→ Selection:

________

# First Weight Pulling Competition for 2013



## chuchi

Thailand Weight Pull Competition 1/2013

On March 17, 2013

Location: Central Department Store CheingMai










Please check it out!!!


----------



## chuchi

69 athlete dogs will be attend to the competition

We've classify the athlete dog to 7 classes 

1. Under 20 Kg. class
2. 20.1-24.0 Kg. class
3. 24.1-28.0 Kg. class
4. 28.1-32.0 Kg. class
5. 32.1-36.0 Kg. class
6. 36.1-40.0 Kg. class
7. Over 40 Kg. class


----------



## chuchi

Result from the competiton:

Max.weight is Butus pulling 1700kg.


----------



## chuchi

Best in Show is Lycan weigh 31kg. pulling 1400Kg.


----------



## chuchi

My dog "MoOdy" weight 28Kg. pulling 900Kg.


----------



## chuchi

More pic. please look @ my fb:

Facebook


----------



## welder

way cool.good job.:thumbsup:


----------



## chuchi

The great effort from Butus

The great effort from Butus - YouTube


----------



## geisthexe

I love the audience. so awesome having that many folks come see the event. 

Dog looks awesome .. thanks for posting some great photos


----------



## chuchi

We'd have 2/2013 weight pull competition in Bangkok on Jun.30 13
After I have more information, I'd let you guys know. 

Thanks for looking at my post


----------



## Black Rabbit

Great pics. Looks like everyone had a great time


----------

________

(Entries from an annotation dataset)
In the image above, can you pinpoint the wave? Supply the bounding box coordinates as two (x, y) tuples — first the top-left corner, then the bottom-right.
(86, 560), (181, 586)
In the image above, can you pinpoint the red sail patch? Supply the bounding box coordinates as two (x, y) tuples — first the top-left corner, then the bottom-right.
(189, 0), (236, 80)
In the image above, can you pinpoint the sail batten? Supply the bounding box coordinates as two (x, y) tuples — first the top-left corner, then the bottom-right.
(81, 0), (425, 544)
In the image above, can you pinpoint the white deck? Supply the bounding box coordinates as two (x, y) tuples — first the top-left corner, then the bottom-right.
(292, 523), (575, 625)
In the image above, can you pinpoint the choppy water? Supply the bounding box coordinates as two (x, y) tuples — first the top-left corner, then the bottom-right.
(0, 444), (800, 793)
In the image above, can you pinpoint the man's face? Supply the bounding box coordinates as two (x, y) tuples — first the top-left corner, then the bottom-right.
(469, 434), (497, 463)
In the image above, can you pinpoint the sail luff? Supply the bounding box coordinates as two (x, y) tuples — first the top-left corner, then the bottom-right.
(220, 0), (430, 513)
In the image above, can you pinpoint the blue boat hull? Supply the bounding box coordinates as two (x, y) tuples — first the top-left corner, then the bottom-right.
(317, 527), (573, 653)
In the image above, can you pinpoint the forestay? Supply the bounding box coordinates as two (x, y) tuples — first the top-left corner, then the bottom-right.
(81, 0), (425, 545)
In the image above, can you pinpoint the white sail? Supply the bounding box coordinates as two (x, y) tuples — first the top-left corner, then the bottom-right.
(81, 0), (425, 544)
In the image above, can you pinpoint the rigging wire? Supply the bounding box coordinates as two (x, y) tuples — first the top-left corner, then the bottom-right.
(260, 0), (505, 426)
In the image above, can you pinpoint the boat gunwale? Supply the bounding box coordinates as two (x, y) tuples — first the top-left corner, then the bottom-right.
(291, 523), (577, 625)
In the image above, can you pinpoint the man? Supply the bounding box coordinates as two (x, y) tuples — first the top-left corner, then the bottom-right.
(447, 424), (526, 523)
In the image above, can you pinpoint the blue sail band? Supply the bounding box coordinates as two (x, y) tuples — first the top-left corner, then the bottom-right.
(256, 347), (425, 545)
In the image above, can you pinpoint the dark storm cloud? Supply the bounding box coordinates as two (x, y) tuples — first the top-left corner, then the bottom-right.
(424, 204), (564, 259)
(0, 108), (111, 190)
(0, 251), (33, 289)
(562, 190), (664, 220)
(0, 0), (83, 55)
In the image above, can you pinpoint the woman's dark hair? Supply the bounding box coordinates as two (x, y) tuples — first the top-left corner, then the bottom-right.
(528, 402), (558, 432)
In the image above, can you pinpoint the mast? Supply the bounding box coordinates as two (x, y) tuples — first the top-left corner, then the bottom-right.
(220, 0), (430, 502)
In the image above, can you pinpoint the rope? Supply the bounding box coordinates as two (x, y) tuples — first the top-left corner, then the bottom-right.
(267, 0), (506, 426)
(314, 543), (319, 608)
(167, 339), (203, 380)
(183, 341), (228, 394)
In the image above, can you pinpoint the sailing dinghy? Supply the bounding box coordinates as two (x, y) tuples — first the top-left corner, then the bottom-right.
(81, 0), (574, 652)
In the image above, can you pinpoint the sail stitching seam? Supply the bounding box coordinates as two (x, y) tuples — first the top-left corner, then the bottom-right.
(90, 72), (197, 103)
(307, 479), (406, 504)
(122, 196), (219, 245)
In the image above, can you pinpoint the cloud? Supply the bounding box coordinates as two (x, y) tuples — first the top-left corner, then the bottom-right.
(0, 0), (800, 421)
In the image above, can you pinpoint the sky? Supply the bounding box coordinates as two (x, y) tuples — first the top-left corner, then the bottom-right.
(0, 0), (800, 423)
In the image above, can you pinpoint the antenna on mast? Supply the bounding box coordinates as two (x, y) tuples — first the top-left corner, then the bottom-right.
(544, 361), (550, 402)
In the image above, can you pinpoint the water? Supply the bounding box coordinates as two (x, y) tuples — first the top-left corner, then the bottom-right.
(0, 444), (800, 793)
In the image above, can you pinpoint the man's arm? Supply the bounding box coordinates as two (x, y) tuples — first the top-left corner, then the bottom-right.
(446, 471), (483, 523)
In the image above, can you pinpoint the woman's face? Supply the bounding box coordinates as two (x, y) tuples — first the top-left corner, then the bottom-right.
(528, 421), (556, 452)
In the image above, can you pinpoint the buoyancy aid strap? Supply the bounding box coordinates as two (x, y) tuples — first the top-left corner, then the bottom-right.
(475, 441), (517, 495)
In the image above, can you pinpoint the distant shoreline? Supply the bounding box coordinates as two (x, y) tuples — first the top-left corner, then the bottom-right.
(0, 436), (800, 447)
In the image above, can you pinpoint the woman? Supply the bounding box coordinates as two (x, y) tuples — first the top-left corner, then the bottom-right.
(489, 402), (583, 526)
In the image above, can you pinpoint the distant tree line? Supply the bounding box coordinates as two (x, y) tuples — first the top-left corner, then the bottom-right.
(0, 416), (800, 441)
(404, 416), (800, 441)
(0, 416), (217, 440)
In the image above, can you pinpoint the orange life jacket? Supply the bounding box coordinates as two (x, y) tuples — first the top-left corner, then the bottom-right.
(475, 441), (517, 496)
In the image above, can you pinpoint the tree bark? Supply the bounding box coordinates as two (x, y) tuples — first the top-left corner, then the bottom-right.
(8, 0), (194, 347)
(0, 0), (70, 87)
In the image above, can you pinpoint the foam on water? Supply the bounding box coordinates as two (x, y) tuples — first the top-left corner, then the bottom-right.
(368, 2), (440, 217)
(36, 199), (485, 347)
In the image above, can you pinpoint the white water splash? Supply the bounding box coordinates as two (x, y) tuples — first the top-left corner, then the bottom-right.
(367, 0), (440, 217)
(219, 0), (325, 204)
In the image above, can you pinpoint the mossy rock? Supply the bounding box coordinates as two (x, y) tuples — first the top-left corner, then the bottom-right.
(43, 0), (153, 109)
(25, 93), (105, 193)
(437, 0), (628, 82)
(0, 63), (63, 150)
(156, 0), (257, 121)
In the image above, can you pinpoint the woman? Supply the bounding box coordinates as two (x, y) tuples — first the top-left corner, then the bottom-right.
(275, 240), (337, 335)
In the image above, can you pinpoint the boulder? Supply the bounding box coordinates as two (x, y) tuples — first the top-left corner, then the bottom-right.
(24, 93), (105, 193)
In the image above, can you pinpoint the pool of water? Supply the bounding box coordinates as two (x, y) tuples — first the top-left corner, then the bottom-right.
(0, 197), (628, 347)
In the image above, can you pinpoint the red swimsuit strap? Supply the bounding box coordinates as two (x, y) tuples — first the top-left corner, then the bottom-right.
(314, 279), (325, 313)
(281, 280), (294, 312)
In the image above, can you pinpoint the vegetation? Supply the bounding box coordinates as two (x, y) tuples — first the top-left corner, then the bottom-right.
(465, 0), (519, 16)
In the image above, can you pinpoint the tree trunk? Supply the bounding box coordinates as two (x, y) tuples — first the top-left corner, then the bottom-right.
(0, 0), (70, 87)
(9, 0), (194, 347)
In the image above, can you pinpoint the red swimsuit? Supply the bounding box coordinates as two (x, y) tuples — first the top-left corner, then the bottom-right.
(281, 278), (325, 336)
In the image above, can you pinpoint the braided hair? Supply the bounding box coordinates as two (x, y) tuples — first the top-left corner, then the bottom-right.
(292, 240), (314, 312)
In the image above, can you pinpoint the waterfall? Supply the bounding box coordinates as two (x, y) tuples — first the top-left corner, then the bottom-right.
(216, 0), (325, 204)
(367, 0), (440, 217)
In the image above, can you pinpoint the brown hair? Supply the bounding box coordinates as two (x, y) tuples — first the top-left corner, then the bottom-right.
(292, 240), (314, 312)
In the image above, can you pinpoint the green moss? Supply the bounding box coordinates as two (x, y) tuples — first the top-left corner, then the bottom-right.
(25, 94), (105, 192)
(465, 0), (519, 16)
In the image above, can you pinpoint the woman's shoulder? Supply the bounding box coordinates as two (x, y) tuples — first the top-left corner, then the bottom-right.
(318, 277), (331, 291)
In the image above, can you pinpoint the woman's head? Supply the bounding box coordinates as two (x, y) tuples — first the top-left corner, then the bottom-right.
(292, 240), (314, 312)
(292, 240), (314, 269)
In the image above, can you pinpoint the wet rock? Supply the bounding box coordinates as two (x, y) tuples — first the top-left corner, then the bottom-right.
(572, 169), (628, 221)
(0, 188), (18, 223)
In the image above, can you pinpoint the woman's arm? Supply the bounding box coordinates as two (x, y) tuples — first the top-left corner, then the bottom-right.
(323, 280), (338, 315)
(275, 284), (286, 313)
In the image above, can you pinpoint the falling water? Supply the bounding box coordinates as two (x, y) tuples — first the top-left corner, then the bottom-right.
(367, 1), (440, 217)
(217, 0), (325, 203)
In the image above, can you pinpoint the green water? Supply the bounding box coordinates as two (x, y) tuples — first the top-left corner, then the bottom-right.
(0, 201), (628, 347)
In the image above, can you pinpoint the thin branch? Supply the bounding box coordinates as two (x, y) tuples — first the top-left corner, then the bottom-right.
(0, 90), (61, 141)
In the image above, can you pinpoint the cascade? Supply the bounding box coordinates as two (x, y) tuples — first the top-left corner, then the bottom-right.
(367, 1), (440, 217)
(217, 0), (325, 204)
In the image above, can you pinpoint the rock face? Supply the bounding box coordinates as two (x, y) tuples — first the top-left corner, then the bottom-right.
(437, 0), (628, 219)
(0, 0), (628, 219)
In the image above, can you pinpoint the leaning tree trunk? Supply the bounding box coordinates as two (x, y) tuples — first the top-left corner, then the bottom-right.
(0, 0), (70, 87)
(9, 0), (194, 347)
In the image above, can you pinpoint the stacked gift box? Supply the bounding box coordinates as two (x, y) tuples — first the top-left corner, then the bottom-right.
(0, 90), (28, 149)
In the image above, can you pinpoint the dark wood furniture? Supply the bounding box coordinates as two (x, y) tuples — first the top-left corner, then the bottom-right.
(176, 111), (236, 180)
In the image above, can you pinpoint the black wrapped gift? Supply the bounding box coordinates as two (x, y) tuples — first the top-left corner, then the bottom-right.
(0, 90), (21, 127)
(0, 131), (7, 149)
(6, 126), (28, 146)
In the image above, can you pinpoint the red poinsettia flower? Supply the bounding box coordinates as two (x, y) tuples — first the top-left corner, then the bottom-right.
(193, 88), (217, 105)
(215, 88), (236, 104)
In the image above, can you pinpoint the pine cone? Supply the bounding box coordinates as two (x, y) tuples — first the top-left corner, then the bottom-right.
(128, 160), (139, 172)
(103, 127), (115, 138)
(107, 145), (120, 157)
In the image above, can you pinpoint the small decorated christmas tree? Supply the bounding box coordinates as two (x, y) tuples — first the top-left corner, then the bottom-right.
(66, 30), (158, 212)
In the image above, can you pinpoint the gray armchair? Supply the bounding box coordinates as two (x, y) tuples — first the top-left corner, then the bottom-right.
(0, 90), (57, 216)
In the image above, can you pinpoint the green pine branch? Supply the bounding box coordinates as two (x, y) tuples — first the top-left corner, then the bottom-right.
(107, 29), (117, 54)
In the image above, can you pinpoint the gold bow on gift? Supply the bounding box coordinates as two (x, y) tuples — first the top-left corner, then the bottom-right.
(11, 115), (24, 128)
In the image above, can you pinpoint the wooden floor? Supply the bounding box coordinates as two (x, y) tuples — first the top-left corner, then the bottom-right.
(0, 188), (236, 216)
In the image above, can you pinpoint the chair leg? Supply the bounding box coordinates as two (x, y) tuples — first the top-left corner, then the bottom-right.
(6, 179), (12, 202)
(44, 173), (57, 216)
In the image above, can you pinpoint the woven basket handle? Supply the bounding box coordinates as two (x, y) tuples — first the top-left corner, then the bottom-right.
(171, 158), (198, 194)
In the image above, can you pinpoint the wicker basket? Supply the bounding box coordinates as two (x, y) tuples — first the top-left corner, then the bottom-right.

________

→ Tasks to complete:
1) From the forum thread, print the stretch from "Dog looks awesome" through "you guys know." word for word.
2) In the rows, change "mossy rock" to "gray stone" in the stretch from the line containing "In the image above, can you pinpoint the mossy" through the line containing "(156, 0), (257, 121)", leaving everything else as it is. Give back only those lines.

→ Exercise results:
1)
Dog looks awesome .. thanks for posting some great photos


----------



## chuchi

We'd have 2/2013 weight pull competition in Bangkok on Jun.30 13
After I have more information, I'd let you guys know.

2)
In the image above, can you pinpoint the gray stone? Supply the bounding box coordinates as two (x, y) tuples — first the top-left corner, then the bottom-right.
(43, 0), (153, 109)
(25, 93), (105, 193)
(437, 0), (628, 82)
(0, 63), (63, 150)
(156, 0), (257, 121)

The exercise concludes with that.